TEXTAUSZUG:

"""

Eine Anforderung ist das, was Kunden bzw. Anwender zufrieden macht, wenn sie erfüllt wurde.

Glücklicherweise ist dem Autor dieses Beitrags keine ISO-Norm für den Begriff der Zufriedenheit geläufig. Daher wird ab sofort stillschweigend vorausgesetzt, dass wir alle das Gleiche darunter verstehen.

Zufriedenheit nach Kano

Im Jahre 1978 untersuchte Noriaki Kano (Tokio) die Zusammenhänge zwischen der Zufriedenheit von Menschen und der Erfüllung von Erwartungen an bestimmte Dienstleistungen oder Produkte. Dabei leitete er ab, dass verschiedene Arten von Merkmalen sich unterschiedlich auf die Zufriedenheit auswirkten.

Leistungsmerkmale

Leistungsmerkmale sind jene Merkmale, die ein Produkt definieren. Sie werden bewusst gefordert und gesucht. Beim Auto wäre die Frage nach Gangschaltung oder Automatik ein Beispiel für ein Leistungsmerkmal. Bei einem Webshop kann das Anbieten verschiedener Zahlungsoptionen ein Leistungsmerkmal sein, das die Zufriedenheit steigert.

Mit Leistungsmerkmalen machst du deine Kunden aktiv glücklich. Du bietest ihnen unmittelbar einen Mehrwert, der von ihnen, etwa durch gute Reviews, honoriert wird.

Begeisterungsmerkmale

Dabei handelt es sich um jene Merkmale, die über die Erwartungen hinausgehen. Das können etwa Alleinstellungsmerkmale oder Sonderausstattungen sein, die ein Produkt von der Konkurrenz abgrenzen. Umgangssprachlich lässt sich bei diesen Merkmalen auch von einem »Wow-Effekt« sprechen.

"""

AUFGABENSTELLUNG A:
Suche aus den Datensätzen jede Zeile heraus, in der die Zeichenfolge „point“ vorkommt, und gib diese Zeilen unverändert wieder.
Die Datensätze haben mit dem Textauszug nichts zu tun.

EXTRAHIERTE DATEN:
"""

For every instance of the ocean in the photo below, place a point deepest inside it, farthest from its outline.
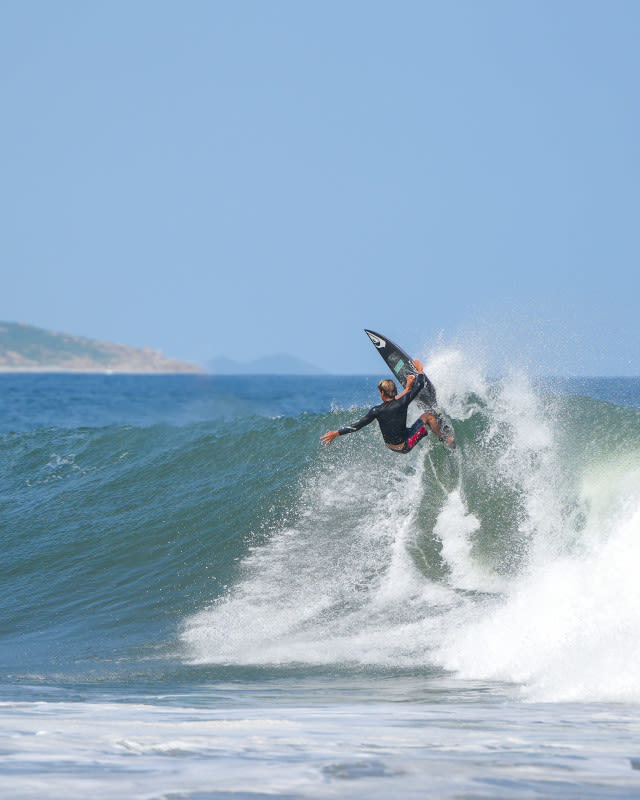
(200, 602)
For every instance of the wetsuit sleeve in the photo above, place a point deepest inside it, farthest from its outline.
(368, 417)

"""
"""

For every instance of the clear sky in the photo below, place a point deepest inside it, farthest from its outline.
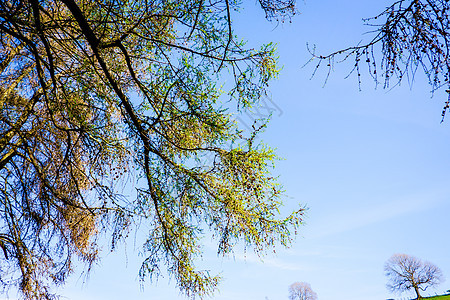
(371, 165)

"""

AUFGABENSTELLUNG B:
Entnimm den Textauszug über Anforderungen und Zufriedenheit nach Kano und gib ihn vollständig und wortgetreu wieder.

SCHRIFTLICHE ANTWORT A:
For every instance of the ocean in the photo below, place a point deepest inside it, farthest from its outline.
For every instance of the wetsuit sleeve in the photo above, place a point deepest inside it, farthest from its outline.
For every instance of the clear sky in the photo below, place a point deepest inside it, farthest from its outline.

SCHRIFTLICHE ANTWORT B:
Eine Anforderung ist das, was Kunden bzw. Anwender zufrieden macht, wenn sie erfüllt wurde.

Glücklicherweise ist dem Autor dieses Beitrags keine ISO-Norm für den Begriff der Zufriedenheit geläufig. Daher wird ab sofort stillschweigend vorausgesetzt, dass wir alle das Gleiche darunter verstehen.

Zufriedenheit nach Kano

Im Jahre 1978 untersuchte Noriaki Kano (Tokio) die Zusammenhänge zwischen der Zufriedenheit von Menschen und der Erfüllung von Erwartungen an bestimmte Dienstleistungen oder Produkte. Dabei leitete er ab, dass verschiedene Arten von Merkmalen sich unterschiedlich auf die Zufriedenheit auswirkten.

Leistungsmerkmale

Leistungsmerkmale sind jene Merkmale, die ein Produkt definieren. Sie werden bewusst gefordert und gesucht. Beim Auto wäre die Frage nach Gangschaltung oder Automatik ein Beispiel für ein Leistungsmerkmal. Bei einem Webshop kann das Anbieten verschiedener Zahlungsoptionen ein Leistungsmerkmal sein, das die Zufriedenheit steigert.

Mit Leistungsmerkmalen machst du deine Kunden aktiv glücklich. Du bietest ihnen unmittelbar einen Mehrwert, der von ihnen, etwa durch gute Reviews, honoriert wird.

Begeisterungsmerkmale

Dabei handelt es sich um jene Merkmale, die über die Erwartungen hinausgehen. Das können etwa Alleinstellungsmerkmale oder Sonderausstattungen sein, die ein Produkt von der Konkurrenz abgrenzen. Umgangssprachlich lässt sich bei diesen Merkmalen auch von einem »Wow-Effekt« sprechen.